A fazer:
**a)** Reproduza a parte do trecho fornecido que começa em "Começou com a" e segue até "conta de luz.".
**b)** As afirmações a seguir estão de acordo com o trecho fornecido? Responda sim ou não a cada uma e cite as palavras do trecho que decidem a resposta. (i) O Banco Central elevou para 5,8% a estimativa do IPCA em 2021. (ii) Paulo Guedes propôs um auxílio de R$ 600. (iii) Para a ex-ministra, a questão do auxílio é fiscal.

Trecho fornecido:
━━━━

Começou com a alta dos alimentos e combustíveis. Agora, a bola da vez é a energia elétrica. Em relatório divulgado nesta quinta-feira (24), o Banco Central elevou para 5,8% a estimativa para o IPCA em 2021, prevendo para agosto um pico de 8,5% da inflação acumulada em 12 meses. O principal motivo é a previsão de impacto da crise hídrica sobre a conta de luz.

Enquanto isso, milhões de brasileiros que perderam o emprego ou estão passando dificuldades devido à pandemia recebem um auxílio emergencial entre R$ 150 e R$ 375. Para Tereza Campello, ministra do Desenvolvimento social e Combate à Fome durante o governo da ex-presidenta Dilma Rousseff (PT), o auxílio no formato atual não cumpre o papel para o qual foi desenhado em 2020.  

No início da pandemia, foi pago um auxílio entre R$ 600 e R$ 1,2 mil em três parcelas à população, para permitir que as famílias fizessem isolamento social e se protegessem da Covid-19. O valor foi aprovado pelo Congresso com articulação da oposição. O ministro da Economia, Paulo Guedes, havia enviado uma proposta para instituir R$ 200 de auxílio.

Posteriormente, o governo Bolsonaro reduziu o valor das parcelas para entre R$ 300 e R$ 600. Ao fim de 2020, deixou vencer o benefício e demorou quatro meses para restabelecê-lo em 2021, mesmo alertado sobre a possibilidade de segunda onda da pandemia. Quando o fez, foi em valores ainda mais reduzidos. Segundo o governo, não existe espaço fiscal para pagar mais.

“O auxílio foi criado por um motivo principal, que é garantir renda suficiente para que a pessoa pudesse ficar em casa, não precisasse sair para procurar emprego. Tinha um objetivo sanitário. Já começa aí o erro grosseiro do governo federal. A questão não é fiscal, é sanitária”, argumenta a ex-ministra.

“Parece que somos gastadores e governo está preocupado com questão fiscal. Mas, neste momento, não gastar é ruim para situação fiscal. Quando o PIB [Produto Interno Bruto] cresce, aumenta a arrecadação, e diminui a proporção da dívida com relação ao PIB”, acrescenta.

━━━━

Dados de entrada:
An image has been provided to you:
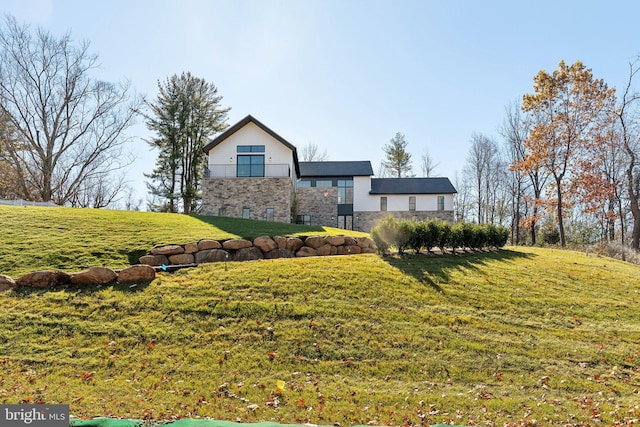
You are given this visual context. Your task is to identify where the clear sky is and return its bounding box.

━━━━

Respostas por tarefa:
**a)**
Começou com a alta dos alimentos e combustíveis. Agora, a bola da vez é a energia elétrica. Em relatório divulgado nesta quinta-feira (24), o Banco Central elevou para 5,8% a estimativa para o IPCA em 2021, prevendo para agosto um pico de 8,5% da inflação acumulada em 12 meses. O principal motivo é a previsão de impacto da crise hídrica sobre a conta de luz.

**b)**
(i) Sim: "o Banco Central elevou para 5,8% a estimativa para o IPCA em 2021".
(ii) Não: "havia enviado uma proposta para instituir R$ 200 de auxílio".
(iii) Não: "A questão não é fiscal, é sanitária".